Data listing
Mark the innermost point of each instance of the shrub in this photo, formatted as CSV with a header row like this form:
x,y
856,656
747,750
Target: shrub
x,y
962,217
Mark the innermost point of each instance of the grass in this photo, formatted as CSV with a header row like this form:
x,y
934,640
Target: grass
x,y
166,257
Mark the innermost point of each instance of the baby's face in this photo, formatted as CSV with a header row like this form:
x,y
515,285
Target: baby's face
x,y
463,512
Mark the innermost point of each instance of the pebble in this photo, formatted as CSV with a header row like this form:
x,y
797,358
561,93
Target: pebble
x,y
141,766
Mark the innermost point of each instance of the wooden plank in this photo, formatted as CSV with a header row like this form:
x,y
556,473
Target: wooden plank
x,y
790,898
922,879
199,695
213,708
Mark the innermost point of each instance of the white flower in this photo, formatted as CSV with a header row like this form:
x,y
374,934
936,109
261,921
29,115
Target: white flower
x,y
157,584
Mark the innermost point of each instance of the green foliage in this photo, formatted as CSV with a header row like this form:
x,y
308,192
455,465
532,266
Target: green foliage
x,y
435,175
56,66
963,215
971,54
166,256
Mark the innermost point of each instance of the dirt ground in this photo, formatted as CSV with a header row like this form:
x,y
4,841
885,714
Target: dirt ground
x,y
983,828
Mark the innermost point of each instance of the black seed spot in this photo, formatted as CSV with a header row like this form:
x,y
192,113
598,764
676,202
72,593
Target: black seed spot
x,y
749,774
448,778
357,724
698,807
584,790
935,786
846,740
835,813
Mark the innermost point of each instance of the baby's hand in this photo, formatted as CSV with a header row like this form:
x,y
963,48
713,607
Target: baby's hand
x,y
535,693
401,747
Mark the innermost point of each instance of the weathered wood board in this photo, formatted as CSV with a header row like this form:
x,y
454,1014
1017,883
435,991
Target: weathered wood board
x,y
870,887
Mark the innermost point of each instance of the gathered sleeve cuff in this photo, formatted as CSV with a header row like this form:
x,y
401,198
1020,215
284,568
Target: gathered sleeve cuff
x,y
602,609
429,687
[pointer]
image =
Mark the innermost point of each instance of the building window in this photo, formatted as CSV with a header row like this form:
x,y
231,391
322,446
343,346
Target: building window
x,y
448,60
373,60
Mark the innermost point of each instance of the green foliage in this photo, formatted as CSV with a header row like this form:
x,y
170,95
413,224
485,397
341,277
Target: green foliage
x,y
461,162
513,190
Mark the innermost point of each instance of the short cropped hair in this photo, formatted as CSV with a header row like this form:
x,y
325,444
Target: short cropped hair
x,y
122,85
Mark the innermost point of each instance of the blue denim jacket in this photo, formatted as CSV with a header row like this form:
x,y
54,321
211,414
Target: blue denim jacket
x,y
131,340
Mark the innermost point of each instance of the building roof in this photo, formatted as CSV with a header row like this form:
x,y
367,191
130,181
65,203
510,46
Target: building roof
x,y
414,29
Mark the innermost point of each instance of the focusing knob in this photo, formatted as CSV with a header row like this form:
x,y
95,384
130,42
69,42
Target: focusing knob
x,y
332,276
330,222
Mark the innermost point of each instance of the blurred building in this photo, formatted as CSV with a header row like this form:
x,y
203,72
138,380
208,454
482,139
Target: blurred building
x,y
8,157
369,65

== Task description ==
Rewrite the listing above so that every "innermost point" becomes "central point", with everything else unchanged.

== Correct result ==
Mark the central point of each instance of the shrub in this photo, formatted as CSV with a header row like this form:
x,y
856,656
747,750
Target: shrub
x,y
962,217
Mark the central point of each instance of the grass in this photo, formatted as CSV with a header row like this form:
x,y
934,640
Target: grass
x,y
166,257
Mark the central point of each instance of the baby's face in this photo, formatted as CSV with a header row like this form:
x,y
515,285
Target: baby's face
x,y
463,512
Mark the central point of each instance of the pebble in this photo, formatted as CSV with a header row like this form:
x,y
797,358
561,93
Target: pebble
x,y
141,766
Mark the central point of each instance of the wooden plank in this photo, formatted as CSV with a header row like this form:
x,y
556,473
Target: wooden plank
x,y
790,898
922,879
199,695
213,708
Mark the central point of each instance of the white flower in this photo, formatted as CSV with a header row like this form:
x,y
374,934
936,109
261,921
29,115
Target: white flower
x,y
157,584
Mark the central point of each instance of the green foliage in this photo, formatted as CSV with a header row like this form:
x,y
308,192
455,465
532,266
Target: green foliage
x,y
435,175
56,66
963,215
971,54
166,256
Mark the central point of each instance of the dirt ground in this photo, formatted as CSV with a header row like this form:
x,y
4,841
885,714
Target: dirt ground
x,y
983,828
Mark the central point of each instance of the black seed spot in this photo, formatted as CSV with a header row like this form:
x,y
192,113
598,764
676,202
72,593
Target: black seed spot
x,y
749,774
448,778
357,724
698,807
584,790
935,786
846,740
835,813
Mark the central point of each instance of the baby's hand in this photo, formatted as CSV with a header row like this form:
x,y
963,48
713,607
Target: baby's hand
x,y
535,693
401,747
Mark the central point of each instance of the weathered wood board in this photo, formatted as CSV with a header row like this form:
x,y
454,1014
1017,883
435,991
Target: weathered wood board
x,y
870,887
Mark the central point of each instance of the gathered sleeve cuff in this photo, formatted as CSV with a header row like this form:
x,y
401,198
1020,215
284,568
Target: gathered sleeve cuff
x,y
602,609
429,687
[pointer]
image =
Mark the central point of each instance of the building window in this photo, formatted as CSV with a header row like this form:
x,y
231,391
322,446
343,346
Target: building window
x,y
448,60
373,60
Mark the central point of each instance of the green foliage in this photo, formatted as CSV with a header row like this form:
x,y
170,95
413,224
485,397
341,277
Target: green foliage
x,y
461,162
513,190
Mark the central point of each instance of the short cropped hair in this photo, formatted as CSV with a header row like this form:
x,y
325,444
Target: short cropped hair
x,y
122,85
Mark the central point of each instance of the blue denim jacket in this photo, formatted as CSV with a header row like this form:
x,y
54,321
211,414
Target: blue denim jacket
x,y
131,340
Mark the central point of each instance of the building roof in this photo, formatted as CSV with a header row like this form:
x,y
367,191
130,181
65,203
510,46
Target: building roof
x,y
414,29
Mark the central point of each instance of the focusing knob in this photo, formatted as CSV with a header row like this form:
x,y
95,384
130,42
69,42
Target: focusing knob
x,y
332,276
330,222
Mark the central point of each instance of the blurred building in this photo, formatted as CSV with a header row like this form:
x,y
203,72
138,380
208,454
482,139
Target: blurred building
x,y
8,157
369,65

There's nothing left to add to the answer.